### INSTRUCTIONS FOR THE TASK
Swap "wooden railing" for "wooden handrail" in the lines from the one with "shoulder in the picture above?" through the last line, and give those lines back with nothing else changed.
(begin)
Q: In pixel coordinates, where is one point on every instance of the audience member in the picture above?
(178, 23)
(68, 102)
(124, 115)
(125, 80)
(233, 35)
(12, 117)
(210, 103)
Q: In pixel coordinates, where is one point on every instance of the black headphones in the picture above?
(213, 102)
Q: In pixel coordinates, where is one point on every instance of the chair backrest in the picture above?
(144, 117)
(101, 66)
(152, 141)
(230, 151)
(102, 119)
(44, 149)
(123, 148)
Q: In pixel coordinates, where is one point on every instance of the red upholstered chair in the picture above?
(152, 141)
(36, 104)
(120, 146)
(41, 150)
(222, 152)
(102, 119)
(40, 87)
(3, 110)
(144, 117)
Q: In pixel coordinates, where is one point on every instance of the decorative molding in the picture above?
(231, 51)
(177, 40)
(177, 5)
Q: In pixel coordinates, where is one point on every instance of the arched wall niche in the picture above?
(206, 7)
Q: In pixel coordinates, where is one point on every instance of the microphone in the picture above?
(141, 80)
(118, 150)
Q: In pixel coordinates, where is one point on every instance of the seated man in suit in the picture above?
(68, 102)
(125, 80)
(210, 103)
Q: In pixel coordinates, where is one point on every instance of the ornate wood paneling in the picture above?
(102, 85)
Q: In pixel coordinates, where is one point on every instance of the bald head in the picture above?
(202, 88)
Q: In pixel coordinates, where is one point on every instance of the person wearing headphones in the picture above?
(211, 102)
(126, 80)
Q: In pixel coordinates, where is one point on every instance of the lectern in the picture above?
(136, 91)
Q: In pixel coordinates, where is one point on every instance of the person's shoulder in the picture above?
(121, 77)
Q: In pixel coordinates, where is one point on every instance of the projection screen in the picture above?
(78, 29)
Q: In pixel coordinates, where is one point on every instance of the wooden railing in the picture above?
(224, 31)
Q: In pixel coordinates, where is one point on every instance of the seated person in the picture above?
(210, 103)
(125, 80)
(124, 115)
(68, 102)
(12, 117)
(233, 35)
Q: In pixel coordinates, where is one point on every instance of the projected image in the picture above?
(end)
### FULL ANSWER
Q: In pixel coordinates, where is one point on every instance of the person's shoulder in the picture above?
(121, 77)
Q: In pixel coordinates, where is one point on every instance of the projection screen in the picture above?
(78, 29)
Q: In pixel coordinates, where is one point on every instance of the wooden handrail in the picture above?
(224, 31)
Q: In pixel coordinates, where is one point on every instance of the seated person in the picture above?
(210, 103)
(125, 80)
(124, 115)
(68, 102)
(12, 117)
(233, 35)
Q: In pixel coordinates, where is one point on every instance of the projected image in the picture above?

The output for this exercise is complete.